WHAT TO WORK ON ▸
The output is the line holding "Target: brown soil" and all lines after it to the end of the records below; restate them unchanged and add nothing.

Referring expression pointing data
═══
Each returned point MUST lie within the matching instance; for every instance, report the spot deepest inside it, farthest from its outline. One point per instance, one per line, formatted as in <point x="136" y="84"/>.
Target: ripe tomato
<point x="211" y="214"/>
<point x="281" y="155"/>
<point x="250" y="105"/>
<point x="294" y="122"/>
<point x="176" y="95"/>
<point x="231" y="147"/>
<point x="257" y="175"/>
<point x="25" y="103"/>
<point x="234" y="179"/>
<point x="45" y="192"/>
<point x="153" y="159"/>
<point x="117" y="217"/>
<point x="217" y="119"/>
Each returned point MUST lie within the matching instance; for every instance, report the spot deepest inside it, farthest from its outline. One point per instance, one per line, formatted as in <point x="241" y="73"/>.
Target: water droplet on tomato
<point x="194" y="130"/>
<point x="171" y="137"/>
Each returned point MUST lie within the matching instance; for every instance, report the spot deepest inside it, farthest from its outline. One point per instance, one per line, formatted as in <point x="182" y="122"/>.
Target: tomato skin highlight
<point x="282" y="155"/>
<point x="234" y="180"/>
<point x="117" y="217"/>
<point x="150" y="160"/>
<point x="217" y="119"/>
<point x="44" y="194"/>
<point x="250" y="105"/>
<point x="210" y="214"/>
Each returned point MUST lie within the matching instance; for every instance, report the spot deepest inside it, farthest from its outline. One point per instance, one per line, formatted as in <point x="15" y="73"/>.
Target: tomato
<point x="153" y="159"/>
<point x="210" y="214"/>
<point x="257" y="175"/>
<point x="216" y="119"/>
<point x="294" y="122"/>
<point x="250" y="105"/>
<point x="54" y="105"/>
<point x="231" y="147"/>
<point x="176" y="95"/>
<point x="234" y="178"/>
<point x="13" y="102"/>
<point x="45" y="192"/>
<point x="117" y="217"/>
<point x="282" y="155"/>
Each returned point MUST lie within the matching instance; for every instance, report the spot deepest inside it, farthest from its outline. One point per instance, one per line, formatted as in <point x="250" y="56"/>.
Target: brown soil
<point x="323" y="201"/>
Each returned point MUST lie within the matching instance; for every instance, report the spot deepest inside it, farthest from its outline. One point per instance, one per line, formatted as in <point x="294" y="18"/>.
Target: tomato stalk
═══
EXERCISE SOLUTION ▸
Target: brown soil
<point x="323" y="201"/>
Each returned point MUST lie within the matching instance; for every instance, report the spot deepest inside it, farthest from its outline. One point per instance, one per line, formatted as in <point x="294" y="18"/>.
Target: tomato stalk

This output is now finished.